● **TEXTO EXTRAÍDO**
29.4.14

O escafandro e a borboleta, 2007

por Cecília Goursand



Querem me levar para a reabilitação, mas não quero ir. Mentira. Tô indo todo dia e é até engraçado. Engraçado perceber que por anos, desafiei a física e imprecisamente a gravidade ao tentar fazer movimentos leves com os braços e pernas que, por algum tempo - anatomicamente - eram considerados impossíveis. Do Flamenco ao Jazz, a dança tem sido minha religião. 

E se na última postagem falei que era preciso nos agarrar a algo, o meu algo (o movimento dançante) desagarrou de mim. :( Continua engraçado, porque a gente sempre cai na pretensão de achar que não vai acontecer com a gente, que somos imortais e blablablah. E porque agora, ao invés de tentar fazer movimentos desenhados no ar, eu, que não era nada básica, preciso humildemente voltar aos básicos na fisioterapia. E é engraçado, porque a gente ri para não chorar. Sentindo agora, dia após dia, a dor-delícia de reabilitar. Feito o A.A: "Oi, voltei a ser a Cecília que tanto queria, não danço há 15 dias e a vida não flui no meu corpo." "- Ooii, Cecíliaaa. Bem vinda ao clube." 

Que me perdoem os que se identificaram, mas pretendo não fazer parte dele por muito tempo. Até porque, nem só de novela mexicana vive uma pessoa dramática. Apesar de insuportável, é um momento legítimo, preci(o)so e insubstituível. Sem ele, não estaria escrevendo aqui. Muito menos voltaria a ser eu.

Entre um exercício e uma bolsa de gelo, pensei em Jean Dominique e vi que a história era quase igual. Ele, que poeticamente mostra sua (sobre)vivência enclausurada em "O Escafandro e a Borboleta", com as ferramentas que tinha, foi. Foi do jeito que dava, com as pessoas que dava, com a pálpebra que restava. Amenizou a angústia do jeito que deu. Amou daquela vez como se fosse a última...como diria Chico . Jean, de fato re-construiu sua vida com o que tinha. Ele também era desses: editor na revista Elle, ryco financeiramente, pobre vidamente. Desconstruía a vida e o simples, não curtia.  Pretensiosamente, também se achava imbatível. Queria engolir as modelos, o mundo e a vida. Infelizmente, não houve cérebro que aguentou.

● **DADOS FORNECIDOS**
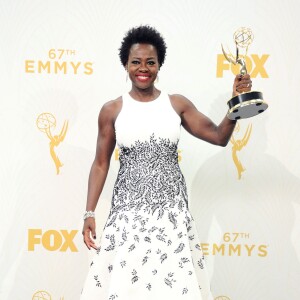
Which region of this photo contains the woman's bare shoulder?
[169,94,193,115]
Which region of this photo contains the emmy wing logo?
[230,123,252,179]
[36,113,69,175]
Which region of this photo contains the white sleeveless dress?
[81,92,213,300]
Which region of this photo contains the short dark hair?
[119,25,167,67]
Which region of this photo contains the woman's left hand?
[232,74,252,96]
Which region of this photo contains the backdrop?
[0,0,300,300]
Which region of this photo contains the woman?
[81,26,251,300]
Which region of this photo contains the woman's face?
[126,44,159,89]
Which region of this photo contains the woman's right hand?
[82,217,98,250]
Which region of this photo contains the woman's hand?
[232,74,252,97]
[82,217,98,250]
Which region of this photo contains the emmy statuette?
[222,27,268,120]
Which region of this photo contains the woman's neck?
[129,86,160,102]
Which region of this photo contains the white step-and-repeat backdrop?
[0,0,300,300]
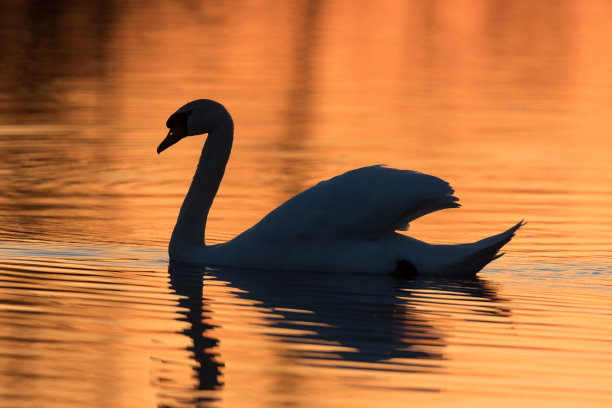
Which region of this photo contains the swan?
[157,99,524,277]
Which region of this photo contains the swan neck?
[169,115,234,252]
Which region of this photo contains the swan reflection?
[168,262,510,396]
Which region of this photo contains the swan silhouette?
[157,99,523,277]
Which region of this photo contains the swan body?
[158,99,523,277]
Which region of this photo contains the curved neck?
[169,119,234,252]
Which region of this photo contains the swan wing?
[243,166,459,241]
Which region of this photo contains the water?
[0,0,612,407]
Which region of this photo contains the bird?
[157,99,524,278]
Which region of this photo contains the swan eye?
[166,111,193,129]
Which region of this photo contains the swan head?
[157,99,234,154]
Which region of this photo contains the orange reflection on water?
[0,0,612,407]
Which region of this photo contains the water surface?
[0,0,612,407]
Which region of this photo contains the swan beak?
[157,129,185,154]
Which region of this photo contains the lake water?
[0,0,612,408]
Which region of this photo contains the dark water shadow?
[168,262,510,398]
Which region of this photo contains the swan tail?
[386,221,525,278]
[452,220,525,276]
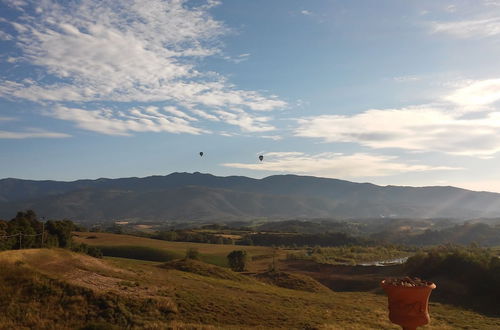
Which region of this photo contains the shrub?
[227,250,247,272]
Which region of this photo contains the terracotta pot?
[380,280,436,330]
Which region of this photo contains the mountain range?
[0,172,500,222]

● **TAREFAS**
**1)** Transcreva do texto sobre dança e reabilitação o trecho começando em "O escafandro e a borboleta, 2007" e seguindo até "sido minha religião.".
**2)** Dê continuidade ao texto sobre dança e reabilitação a partir do ponto em que ele termina.
O material é independente do texto sobre dança e reabilitação.

● **RESPOSTAS POR TAREFA**
**1)**
O escafandro e a borboleta, 2007

por Cecília Goursand



Querem me levar para a reabilitação, mas não quero ir. Mentira. Tô indo todo dia e é até engraçado. Engraçado perceber que por anos, desafiei a física e imprecisamente a gravidade ao tentar fazer movimentos leves com os braços e pernas que, por algum tempo - anatomicamente - eram considerados impossíveis. Do Flamenco ao Jazz, a dança tem sido minha religião.

**2)**
Se aguentou, deixou sequelas. Gigantes e eternas como um escafandro: pesado, doloroso, sufocante, que paralisa qualquer movimento corporal, exceto o de sua imaginação. Quando nossa morada se torna nosso próprio casulo, é difícil virar borboleta. Mas ele foi e voou alto. Virou borboleta em forma de livro, que tijolo por tijolo regado de paciência e piscadas, concretizou. Por sorte, virou filme ♥. E como eu ainda não tenho a manha poética que Julian Schnabel teve ao dirigi-lo, seguimos com mais razões regadas de esperança, gelo e lágrima para ver O escafandro e a borboleta :


1: Quem me conhece, sabe que evito falar de técnicas cinematográficas, mas é impossível não falar da arte de Julian ao expressar de forma tão próxima e nítida o enclausuramento de Jean Dominique. É como se fôssemos/vivêssemos /tivéssemos seu olhar. (A propósito, tá ai um diferencial para quem tem preconceito com filmes não Hollywoodianos.)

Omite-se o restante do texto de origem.